§ **Work order**:
Take the data below and copy exactly the lines starting at the one with "For every instance of the curved" and finishing at the one with "For every instance of the balcony", both included.

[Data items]
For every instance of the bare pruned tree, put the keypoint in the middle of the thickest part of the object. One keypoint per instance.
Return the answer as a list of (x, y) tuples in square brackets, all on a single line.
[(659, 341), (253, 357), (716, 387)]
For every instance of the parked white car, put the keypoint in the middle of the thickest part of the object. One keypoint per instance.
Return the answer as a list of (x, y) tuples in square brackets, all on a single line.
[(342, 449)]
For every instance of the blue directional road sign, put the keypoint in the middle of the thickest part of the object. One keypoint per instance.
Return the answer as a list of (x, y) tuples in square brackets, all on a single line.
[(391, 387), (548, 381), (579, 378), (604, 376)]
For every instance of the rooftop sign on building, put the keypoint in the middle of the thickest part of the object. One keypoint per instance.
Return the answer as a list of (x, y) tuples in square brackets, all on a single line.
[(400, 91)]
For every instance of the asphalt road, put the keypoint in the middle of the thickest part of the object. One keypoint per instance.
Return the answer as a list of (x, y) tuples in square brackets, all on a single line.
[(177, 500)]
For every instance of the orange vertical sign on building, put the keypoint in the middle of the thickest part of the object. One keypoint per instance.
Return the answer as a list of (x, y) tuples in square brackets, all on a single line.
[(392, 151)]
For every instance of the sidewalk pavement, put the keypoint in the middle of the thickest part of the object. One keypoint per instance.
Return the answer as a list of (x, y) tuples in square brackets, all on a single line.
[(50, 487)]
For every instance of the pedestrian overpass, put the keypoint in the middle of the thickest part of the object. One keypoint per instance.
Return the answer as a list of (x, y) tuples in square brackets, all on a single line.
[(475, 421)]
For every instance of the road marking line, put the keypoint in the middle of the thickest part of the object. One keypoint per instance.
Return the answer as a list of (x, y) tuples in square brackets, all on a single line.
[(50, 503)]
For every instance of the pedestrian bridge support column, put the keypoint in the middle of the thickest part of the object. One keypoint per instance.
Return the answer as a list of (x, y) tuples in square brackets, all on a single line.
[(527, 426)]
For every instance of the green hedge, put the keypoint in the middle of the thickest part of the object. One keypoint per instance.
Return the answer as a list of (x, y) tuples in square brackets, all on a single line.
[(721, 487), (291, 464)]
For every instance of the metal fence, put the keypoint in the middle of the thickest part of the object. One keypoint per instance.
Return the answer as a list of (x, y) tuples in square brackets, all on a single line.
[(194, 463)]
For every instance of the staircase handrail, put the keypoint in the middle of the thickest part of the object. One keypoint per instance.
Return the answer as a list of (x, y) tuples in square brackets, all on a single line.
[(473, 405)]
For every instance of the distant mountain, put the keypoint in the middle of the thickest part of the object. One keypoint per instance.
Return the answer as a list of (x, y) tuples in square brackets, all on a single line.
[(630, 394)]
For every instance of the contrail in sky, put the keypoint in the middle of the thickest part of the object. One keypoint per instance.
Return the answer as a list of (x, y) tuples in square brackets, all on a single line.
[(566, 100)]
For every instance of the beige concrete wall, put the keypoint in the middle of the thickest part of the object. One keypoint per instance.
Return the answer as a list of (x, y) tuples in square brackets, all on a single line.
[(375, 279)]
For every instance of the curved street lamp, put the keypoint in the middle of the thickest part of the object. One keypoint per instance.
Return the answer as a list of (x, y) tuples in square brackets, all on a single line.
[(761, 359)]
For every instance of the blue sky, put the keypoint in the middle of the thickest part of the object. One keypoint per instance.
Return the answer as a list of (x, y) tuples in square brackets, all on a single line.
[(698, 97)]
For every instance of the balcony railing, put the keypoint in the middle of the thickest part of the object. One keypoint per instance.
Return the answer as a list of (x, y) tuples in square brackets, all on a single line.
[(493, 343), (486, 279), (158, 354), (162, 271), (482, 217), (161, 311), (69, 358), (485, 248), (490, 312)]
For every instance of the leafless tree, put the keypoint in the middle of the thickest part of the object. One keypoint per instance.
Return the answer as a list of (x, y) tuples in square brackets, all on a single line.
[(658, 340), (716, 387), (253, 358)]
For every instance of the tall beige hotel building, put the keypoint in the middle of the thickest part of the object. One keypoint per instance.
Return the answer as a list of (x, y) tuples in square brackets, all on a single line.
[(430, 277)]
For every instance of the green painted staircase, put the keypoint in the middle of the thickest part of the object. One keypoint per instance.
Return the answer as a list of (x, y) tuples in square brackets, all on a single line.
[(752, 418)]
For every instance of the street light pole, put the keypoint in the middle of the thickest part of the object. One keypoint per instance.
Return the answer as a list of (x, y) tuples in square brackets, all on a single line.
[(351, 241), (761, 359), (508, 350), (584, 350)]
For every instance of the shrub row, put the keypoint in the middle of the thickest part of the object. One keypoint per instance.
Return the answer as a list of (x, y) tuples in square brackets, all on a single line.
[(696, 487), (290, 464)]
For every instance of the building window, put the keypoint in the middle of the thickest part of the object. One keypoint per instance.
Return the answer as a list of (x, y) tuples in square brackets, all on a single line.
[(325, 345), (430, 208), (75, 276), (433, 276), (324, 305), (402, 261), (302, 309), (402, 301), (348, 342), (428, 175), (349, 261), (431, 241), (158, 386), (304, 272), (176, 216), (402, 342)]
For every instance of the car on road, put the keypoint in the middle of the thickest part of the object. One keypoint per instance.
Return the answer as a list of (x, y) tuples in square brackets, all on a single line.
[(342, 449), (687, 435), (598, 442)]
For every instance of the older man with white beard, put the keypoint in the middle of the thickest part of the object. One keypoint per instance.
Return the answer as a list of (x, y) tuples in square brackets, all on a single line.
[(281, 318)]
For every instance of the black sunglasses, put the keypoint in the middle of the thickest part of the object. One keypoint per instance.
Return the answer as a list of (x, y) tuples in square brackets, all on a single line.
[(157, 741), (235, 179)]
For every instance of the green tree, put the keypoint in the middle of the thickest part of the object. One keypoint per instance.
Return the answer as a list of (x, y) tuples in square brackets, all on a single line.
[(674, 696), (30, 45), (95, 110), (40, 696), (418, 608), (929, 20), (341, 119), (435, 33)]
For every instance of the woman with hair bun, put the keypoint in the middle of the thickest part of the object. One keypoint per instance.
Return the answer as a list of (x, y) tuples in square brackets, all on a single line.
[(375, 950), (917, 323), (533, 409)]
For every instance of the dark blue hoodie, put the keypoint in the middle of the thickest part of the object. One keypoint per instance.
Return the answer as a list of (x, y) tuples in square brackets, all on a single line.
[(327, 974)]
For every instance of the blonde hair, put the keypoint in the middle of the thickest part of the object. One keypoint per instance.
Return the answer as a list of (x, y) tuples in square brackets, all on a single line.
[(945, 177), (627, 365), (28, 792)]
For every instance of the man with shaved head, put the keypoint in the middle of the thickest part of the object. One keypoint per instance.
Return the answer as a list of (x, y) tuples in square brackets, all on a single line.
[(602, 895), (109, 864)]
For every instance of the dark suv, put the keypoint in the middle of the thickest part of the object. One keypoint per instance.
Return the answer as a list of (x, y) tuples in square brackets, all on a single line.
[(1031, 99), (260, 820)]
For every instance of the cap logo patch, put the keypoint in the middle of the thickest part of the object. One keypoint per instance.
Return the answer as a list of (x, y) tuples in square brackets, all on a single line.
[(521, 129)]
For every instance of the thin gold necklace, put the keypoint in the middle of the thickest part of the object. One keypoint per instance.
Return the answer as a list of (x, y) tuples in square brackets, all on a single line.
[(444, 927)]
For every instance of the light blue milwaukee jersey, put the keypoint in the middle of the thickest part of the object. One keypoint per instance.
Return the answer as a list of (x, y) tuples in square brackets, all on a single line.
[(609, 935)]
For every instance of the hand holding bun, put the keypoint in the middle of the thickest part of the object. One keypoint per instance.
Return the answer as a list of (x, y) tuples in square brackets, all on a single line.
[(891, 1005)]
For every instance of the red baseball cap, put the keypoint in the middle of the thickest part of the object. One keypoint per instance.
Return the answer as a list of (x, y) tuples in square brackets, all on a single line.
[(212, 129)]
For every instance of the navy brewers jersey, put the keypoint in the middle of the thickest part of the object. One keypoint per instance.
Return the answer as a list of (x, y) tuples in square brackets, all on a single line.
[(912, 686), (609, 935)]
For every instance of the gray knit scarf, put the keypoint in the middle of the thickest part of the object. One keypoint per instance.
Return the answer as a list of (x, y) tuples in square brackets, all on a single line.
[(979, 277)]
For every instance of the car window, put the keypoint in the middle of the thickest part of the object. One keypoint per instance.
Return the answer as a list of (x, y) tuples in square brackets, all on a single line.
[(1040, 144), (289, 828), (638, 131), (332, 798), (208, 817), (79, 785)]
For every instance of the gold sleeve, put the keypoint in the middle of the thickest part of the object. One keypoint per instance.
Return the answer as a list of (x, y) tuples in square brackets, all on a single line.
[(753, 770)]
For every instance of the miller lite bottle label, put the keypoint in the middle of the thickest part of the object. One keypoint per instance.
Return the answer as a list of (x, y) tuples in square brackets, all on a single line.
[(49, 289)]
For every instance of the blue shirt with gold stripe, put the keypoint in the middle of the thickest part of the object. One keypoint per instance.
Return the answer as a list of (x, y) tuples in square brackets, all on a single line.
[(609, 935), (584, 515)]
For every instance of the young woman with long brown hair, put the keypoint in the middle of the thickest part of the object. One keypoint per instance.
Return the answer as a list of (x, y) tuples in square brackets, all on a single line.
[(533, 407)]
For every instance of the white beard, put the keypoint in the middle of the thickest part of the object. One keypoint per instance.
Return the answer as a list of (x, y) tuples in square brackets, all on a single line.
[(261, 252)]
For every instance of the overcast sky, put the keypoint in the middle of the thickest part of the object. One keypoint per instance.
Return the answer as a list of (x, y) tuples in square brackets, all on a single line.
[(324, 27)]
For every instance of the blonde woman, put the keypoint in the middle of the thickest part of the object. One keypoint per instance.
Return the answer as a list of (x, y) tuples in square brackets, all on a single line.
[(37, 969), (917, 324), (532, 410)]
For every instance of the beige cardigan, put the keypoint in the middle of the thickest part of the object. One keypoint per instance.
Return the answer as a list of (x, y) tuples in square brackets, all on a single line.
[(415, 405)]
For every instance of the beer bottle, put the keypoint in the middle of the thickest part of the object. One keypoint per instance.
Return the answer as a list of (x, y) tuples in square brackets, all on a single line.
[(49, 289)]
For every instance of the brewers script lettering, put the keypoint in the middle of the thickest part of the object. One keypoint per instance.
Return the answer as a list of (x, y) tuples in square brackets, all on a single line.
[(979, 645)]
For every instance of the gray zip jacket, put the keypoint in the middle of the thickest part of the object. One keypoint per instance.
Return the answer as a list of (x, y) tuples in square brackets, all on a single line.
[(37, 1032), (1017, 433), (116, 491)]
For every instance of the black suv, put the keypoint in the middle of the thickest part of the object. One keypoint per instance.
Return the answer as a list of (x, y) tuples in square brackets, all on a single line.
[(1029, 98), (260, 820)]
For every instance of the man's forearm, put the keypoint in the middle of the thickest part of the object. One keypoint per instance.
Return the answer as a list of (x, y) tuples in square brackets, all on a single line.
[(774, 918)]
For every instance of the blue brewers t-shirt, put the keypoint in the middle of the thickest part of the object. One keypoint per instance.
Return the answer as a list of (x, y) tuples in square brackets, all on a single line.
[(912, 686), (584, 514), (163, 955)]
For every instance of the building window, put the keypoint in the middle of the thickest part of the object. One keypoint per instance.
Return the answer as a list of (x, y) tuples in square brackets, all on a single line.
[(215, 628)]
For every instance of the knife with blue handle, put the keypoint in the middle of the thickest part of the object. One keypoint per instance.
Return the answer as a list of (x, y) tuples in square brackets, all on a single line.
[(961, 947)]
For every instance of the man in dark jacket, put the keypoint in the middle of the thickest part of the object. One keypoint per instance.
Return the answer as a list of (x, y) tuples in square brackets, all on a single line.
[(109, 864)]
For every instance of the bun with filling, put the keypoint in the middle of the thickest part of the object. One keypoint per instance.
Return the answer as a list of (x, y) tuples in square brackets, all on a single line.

§ **Answer**:
For every instance of the curved street lamp, put the keypoint in the middle of the thickest part of the object. One keypoint per instance.
Return the answer as a list of (x, y) tuples in square brackets, all on a single line.
[(761, 359)]
For every instance of the blue sky, put the keypoint in the middle of the thickest part of the object. One keypoint per instance.
Return the answer as a list of (x, y) tuples in square brackets, all on a single line.
[(698, 97)]
For every instance of the balcony railing, put the keypoint in the middle of the thickest part of the object. One keypoint per instance.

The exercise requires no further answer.